§ **About this task**: Each line of the data has to be transcribed exactly.

[Point-per-instance localization data]
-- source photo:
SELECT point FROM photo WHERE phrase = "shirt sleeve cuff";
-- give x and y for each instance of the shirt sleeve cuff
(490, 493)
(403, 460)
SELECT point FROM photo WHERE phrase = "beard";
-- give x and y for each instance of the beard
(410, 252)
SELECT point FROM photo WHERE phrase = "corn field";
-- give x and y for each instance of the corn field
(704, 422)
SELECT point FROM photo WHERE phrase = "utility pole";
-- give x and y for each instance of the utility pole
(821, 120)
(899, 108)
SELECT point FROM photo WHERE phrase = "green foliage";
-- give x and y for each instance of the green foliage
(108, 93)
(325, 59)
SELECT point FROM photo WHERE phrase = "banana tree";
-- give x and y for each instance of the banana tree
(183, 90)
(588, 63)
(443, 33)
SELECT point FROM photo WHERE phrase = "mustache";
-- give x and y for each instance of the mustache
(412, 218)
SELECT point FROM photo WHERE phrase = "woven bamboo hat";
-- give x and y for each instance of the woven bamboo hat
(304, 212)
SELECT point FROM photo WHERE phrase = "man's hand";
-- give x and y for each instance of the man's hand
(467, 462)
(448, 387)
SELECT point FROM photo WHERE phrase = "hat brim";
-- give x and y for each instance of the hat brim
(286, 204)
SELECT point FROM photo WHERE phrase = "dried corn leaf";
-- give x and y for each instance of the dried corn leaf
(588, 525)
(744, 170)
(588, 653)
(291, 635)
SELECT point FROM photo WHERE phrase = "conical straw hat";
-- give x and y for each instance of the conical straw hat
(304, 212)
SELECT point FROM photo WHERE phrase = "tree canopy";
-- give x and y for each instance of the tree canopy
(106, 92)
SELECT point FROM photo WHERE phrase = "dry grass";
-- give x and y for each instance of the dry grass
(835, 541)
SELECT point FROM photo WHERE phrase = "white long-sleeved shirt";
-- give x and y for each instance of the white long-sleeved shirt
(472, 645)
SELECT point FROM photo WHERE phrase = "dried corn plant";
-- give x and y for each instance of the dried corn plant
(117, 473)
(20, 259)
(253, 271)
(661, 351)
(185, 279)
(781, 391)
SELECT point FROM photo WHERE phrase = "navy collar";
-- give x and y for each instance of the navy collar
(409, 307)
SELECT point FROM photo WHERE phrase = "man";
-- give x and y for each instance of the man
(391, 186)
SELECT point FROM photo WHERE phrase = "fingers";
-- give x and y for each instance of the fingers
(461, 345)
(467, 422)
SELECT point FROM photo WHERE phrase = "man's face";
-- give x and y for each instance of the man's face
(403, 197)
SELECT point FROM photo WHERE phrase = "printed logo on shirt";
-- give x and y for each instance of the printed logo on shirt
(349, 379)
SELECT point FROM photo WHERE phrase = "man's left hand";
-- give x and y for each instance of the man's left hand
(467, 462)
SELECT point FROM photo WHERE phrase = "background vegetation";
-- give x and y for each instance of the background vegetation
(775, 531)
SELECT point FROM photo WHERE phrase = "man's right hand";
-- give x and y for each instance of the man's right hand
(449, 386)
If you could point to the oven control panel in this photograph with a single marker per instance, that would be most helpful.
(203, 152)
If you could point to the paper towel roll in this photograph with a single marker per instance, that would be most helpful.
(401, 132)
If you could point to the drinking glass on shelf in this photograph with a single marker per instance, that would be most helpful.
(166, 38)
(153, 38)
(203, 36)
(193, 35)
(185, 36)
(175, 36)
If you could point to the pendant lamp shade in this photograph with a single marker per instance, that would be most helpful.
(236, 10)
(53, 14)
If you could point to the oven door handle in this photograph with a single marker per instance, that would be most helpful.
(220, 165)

§ **Solution below**:
-- source photo:
SELECT point FROM photo WHERE phrase = "shirt sleeve cuff";
-- give x and y for each instance of the shirt sleeve cuff
(490, 493)
(403, 460)
SELECT point FROM photo WHERE phrase = "beard";
-- give x and y for each instance of the beard
(410, 252)
SELECT point FROM photo WHERE phrase = "corn field";
-- give x and y for each instance of the corn field
(704, 422)
SELECT point FROM photo WHERE phrase = "utility pole";
-- give x and y for each instance of the utility pole
(821, 120)
(899, 108)
SELECT point FROM photo WHERE phrase = "green foliage";
-- give x and y for each instance of the green foliage
(108, 93)
(325, 59)
SELECT point FROM photo WHERE phrase = "banana tree";
-- give x and y for each instance of the banana tree
(183, 90)
(588, 63)
(443, 33)
SELECT point FROM photo WHERE phrase = "mustache";
-- give x and y for each instance of the mustache
(412, 218)
SELECT point FROM photo WHERE phrase = "woven bamboo hat";
-- give x and y for each instance of the woven bamboo hat
(304, 212)
SELECT point FROM photo WHERE phrase = "man's hand";
-- give x and y for each instance of the man's hand
(467, 462)
(448, 387)
SELECT point FROM photo WHERE phrase = "hat brim";
-- give x and y for each instance of the hat brim
(286, 204)
SELECT point FROM photo WHERE phrase = "dried corn leaf";
-- give x and y for each instance of the dried corn leaf
(588, 525)
(744, 170)
(588, 653)
(291, 635)
SELECT point FROM photo WHERE phrase = "conical straw hat";
-- give x and y for each instance of the conical straw hat
(304, 212)
SELECT point FROM photo WHERE phrase = "tree canopy";
-- give x and y for each instance of the tree canopy
(106, 92)
SELECT point FROM photo WHERE phrase = "dry grass";
-- give x and y for each instance of the dry grass
(835, 541)
SELECT point FROM photo WHERE phrase = "white long-sleeved shirt";
-- give x and y for each instance of the white long-sleeved shirt
(472, 645)
SELECT point FROM photo WHERE phrase = "dried corn plant";
-- give x and y for each instance of the dried corn plant
(117, 473)
(20, 259)
(253, 271)
(661, 351)
(185, 279)
(781, 391)
SELECT point FROM photo WHERE phrase = "navy collar";
-- give x and y for each instance of the navy collar
(409, 307)
SELECT point FROM photo WHERE phrase = "man";
-- give x and y for each instance of the man
(391, 186)
SELECT point FROM photo WHERE phrase = "fingers";
-- give x and y for each instance of the fingers
(461, 345)
(467, 422)
SELECT point FROM photo WHERE phrase = "man's face";
-- give x and y for each instance of the man's face
(403, 197)
SELECT point FROM photo WHERE phrase = "printed logo on shirt";
-- give x and y for each instance of the printed logo on shirt
(349, 379)
SELECT point FROM photo WHERE phrase = "man's left hand";
-- give x and y for each instance of the man's left hand
(467, 462)
SELECT point FROM photo WHERE phrase = "background vegetation";
-- give x and y for each instance of the background vegetation
(775, 531)
SELECT point FROM photo WHERE phrase = "man's right hand";
-- give x and y for each instance of the man's right hand
(449, 386)
If you could point to the oven control panel in this photograph with a single marker per instance, that would be most helpful.
(203, 152)
If you could point to the paper towel roll in this photograph with a single marker per instance, that would be most helpful.
(401, 132)
If you could point to the drinking glass on shelf in this photograph with a single marker per instance, that would be most helpful.
(166, 38)
(153, 38)
(203, 36)
(193, 35)
(185, 36)
(175, 36)
If you could point to the pendant lamp shade in this photograph with a single marker per instance, that would be most helpful.
(236, 10)
(53, 14)
If you could point to the oven door handle in this photograph with a single marker per instance, that would be most helpful.
(220, 165)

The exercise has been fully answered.